[Dataset excerpt]
-----

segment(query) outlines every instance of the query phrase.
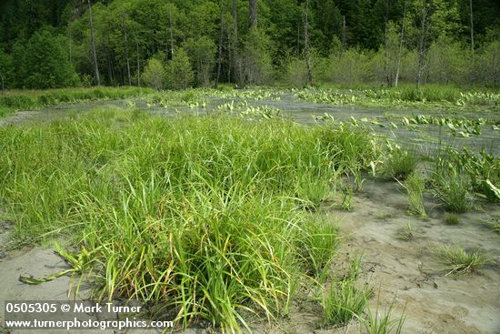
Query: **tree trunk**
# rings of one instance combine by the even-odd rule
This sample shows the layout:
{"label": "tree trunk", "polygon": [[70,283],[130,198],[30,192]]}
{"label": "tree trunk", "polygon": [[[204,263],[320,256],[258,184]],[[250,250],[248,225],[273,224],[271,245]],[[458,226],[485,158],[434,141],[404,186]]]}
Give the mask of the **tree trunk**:
{"label": "tree trunk", "polygon": [[174,59],[174,24],[172,23],[172,4],[168,7],[168,16],[170,20],[170,59]]}
{"label": "tree trunk", "polygon": [[307,69],[307,85],[313,83],[311,71],[311,55],[309,53],[309,0],[305,1],[305,20],[304,23],[304,56],[305,57],[305,68]]}
{"label": "tree trunk", "polygon": [[250,28],[257,26],[257,0],[250,0]]}
{"label": "tree trunk", "polygon": [[425,68],[425,57],[427,56],[427,31],[429,29],[428,15],[429,6],[427,1],[424,0],[422,8],[420,41],[418,43],[418,72],[416,75],[416,87],[420,88],[424,79],[424,70]]}
{"label": "tree trunk", "polygon": [[126,59],[126,73],[128,76],[128,86],[132,86],[132,77],[130,76],[130,60],[128,58],[128,38],[126,33],[126,27],[124,25],[124,37],[125,37],[125,59]]}
{"label": "tree trunk", "polygon": [[405,40],[405,21],[406,19],[406,4],[407,0],[405,0],[405,9],[403,11],[403,23],[401,24],[401,35],[399,36],[399,50],[397,51],[397,65],[395,67],[395,86],[397,87],[397,83],[399,81],[399,70],[401,68],[401,56],[403,53],[403,41]]}
{"label": "tree trunk", "polygon": [[385,56],[384,56],[384,73],[385,74],[385,80],[387,81],[387,86],[393,86],[393,72],[389,69],[389,0],[385,0],[385,15],[384,15],[384,45],[385,45]]}
{"label": "tree trunk", "polygon": [[2,79],[2,94],[4,94],[4,76],[2,76],[2,74],[0,73],[0,79]]}
{"label": "tree trunk", "polygon": [[99,77],[99,66],[97,66],[97,55],[95,53],[95,40],[94,39],[94,23],[92,21],[92,6],[90,5],[90,0],[88,3],[88,15],[90,16],[90,43],[92,45],[92,58],[94,60],[94,69],[95,70],[95,81],[97,86],[101,86],[101,78]]}
{"label": "tree trunk", "polygon": [[469,0],[469,6],[471,10],[471,51],[472,51],[472,57],[474,59],[474,17],[473,17],[473,12],[472,12],[472,0]]}
{"label": "tree trunk", "polygon": [[137,86],[141,86],[141,71],[139,66],[139,41],[135,41],[135,47],[137,52]]}
{"label": "tree trunk", "polygon": [[236,7],[236,0],[233,0],[233,7],[231,8],[233,20],[235,21],[235,39],[238,41],[238,8]]}
{"label": "tree trunk", "polygon": [[342,16],[342,48],[345,51],[345,15]]}
{"label": "tree trunk", "polygon": [[219,35],[219,55],[217,59],[217,76],[215,77],[215,89],[219,88],[219,79],[221,76],[222,66],[222,42],[224,37],[224,9],[221,5],[221,33]]}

-----

▸ **Task prompt**
Write out the entries above word for word. Do not include the pictures.

▸ **Full output**
segment(query) outlines every instance of the query phrase.
Query: **tree trunk**
# rings of one instance combine by the even-odd rule
This sample shows the layout:
{"label": "tree trunk", "polygon": [[70,283],[130,198],[30,192]]}
{"label": "tree trunk", "polygon": [[[204,263],[320,256],[258,184]],[[250,250],[248,225],[273,224],[271,245]],[[458,226],[485,158],[434,141],[404,186]]]}
Give the mask of the **tree trunk**:
{"label": "tree trunk", "polygon": [[174,59],[174,24],[172,23],[172,4],[168,7],[168,16],[170,20],[170,59]]}
{"label": "tree trunk", "polygon": [[307,69],[307,85],[313,83],[311,71],[311,55],[309,53],[309,0],[305,1],[305,20],[304,23],[304,56],[305,57],[305,68]]}
{"label": "tree trunk", "polygon": [[250,28],[257,26],[257,0],[250,0]]}
{"label": "tree trunk", "polygon": [[425,68],[425,57],[427,56],[427,31],[429,29],[428,15],[429,6],[427,1],[424,0],[422,8],[420,41],[418,43],[418,72],[416,75],[416,87],[420,88],[424,79],[424,70]]}
{"label": "tree trunk", "polygon": [[126,59],[126,73],[128,76],[128,86],[132,86],[132,77],[130,76],[130,60],[128,58],[128,38],[126,33],[126,27],[124,25],[124,37],[125,37],[125,59]]}
{"label": "tree trunk", "polygon": [[405,40],[405,21],[406,19],[406,4],[407,0],[405,0],[405,9],[403,11],[403,23],[401,24],[401,35],[399,36],[399,50],[397,51],[397,65],[395,67],[395,86],[397,87],[397,83],[399,81],[399,70],[401,68],[401,56],[403,53],[403,41]]}
{"label": "tree trunk", "polygon": [[385,56],[384,56],[384,73],[385,74],[385,80],[387,81],[387,86],[393,86],[393,72],[389,69],[389,0],[385,0],[385,15],[384,15],[384,45],[385,45]]}
{"label": "tree trunk", "polygon": [[2,79],[2,94],[4,94],[4,76],[2,76],[2,74],[0,73],[0,79]]}
{"label": "tree trunk", "polygon": [[99,77],[99,66],[97,66],[97,55],[95,53],[95,40],[94,39],[94,23],[92,21],[92,6],[90,5],[90,0],[88,3],[88,15],[90,16],[90,43],[92,45],[92,58],[94,60],[94,69],[95,70],[95,81],[97,86],[101,86],[101,78]]}
{"label": "tree trunk", "polygon": [[469,0],[469,6],[471,10],[471,51],[472,51],[472,57],[474,59],[474,17],[473,17],[473,12],[472,12],[472,0]]}
{"label": "tree trunk", "polygon": [[137,86],[141,86],[141,71],[139,66],[139,41],[135,41],[135,47],[137,52]]}
{"label": "tree trunk", "polygon": [[236,7],[236,0],[233,0],[233,7],[231,8],[233,20],[235,21],[235,39],[238,41],[238,8]]}
{"label": "tree trunk", "polygon": [[342,16],[342,48],[345,51],[345,15]]}
{"label": "tree trunk", "polygon": [[219,35],[219,55],[217,59],[217,76],[215,77],[215,89],[219,88],[219,79],[221,76],[222,66],[222,42],[224,37],[224,9],[221,5],[221,33]]}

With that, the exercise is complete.